## Excerpts from a dataset
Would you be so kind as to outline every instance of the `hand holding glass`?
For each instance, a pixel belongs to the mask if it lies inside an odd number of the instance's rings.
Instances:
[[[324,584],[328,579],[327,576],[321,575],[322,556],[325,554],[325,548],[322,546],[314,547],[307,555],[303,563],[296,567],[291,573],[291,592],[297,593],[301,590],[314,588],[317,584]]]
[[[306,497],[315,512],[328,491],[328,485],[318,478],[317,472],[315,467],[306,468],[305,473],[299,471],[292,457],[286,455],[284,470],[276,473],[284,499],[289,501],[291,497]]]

## Exercise
Once you have read the records above, please copy them out exactly.

## Result of the task
Would you be so kind as to outline every instance of the `hand holding glass`?
For each instance, a pixel belongs to the mask if it lies inside an odd number of the instance's rings.
Instances:
[[[324,584],[328,579],[327,576],[321,575],[322,556],[325,554],[325,548],[322,546],[314,547],[307,555],[303,563],[296,567],[291,573],[291,592],[297,593],[301,590],[314,588],[317,584]]]
[[[306,497],[315,512],[328,491],[328,485],[318,478],[317,472],[315,467],[306,468],[305,473],[299,471],[292,457],[286,455],[284,470],[276,473],[284,499],[289,501],[291,497]]]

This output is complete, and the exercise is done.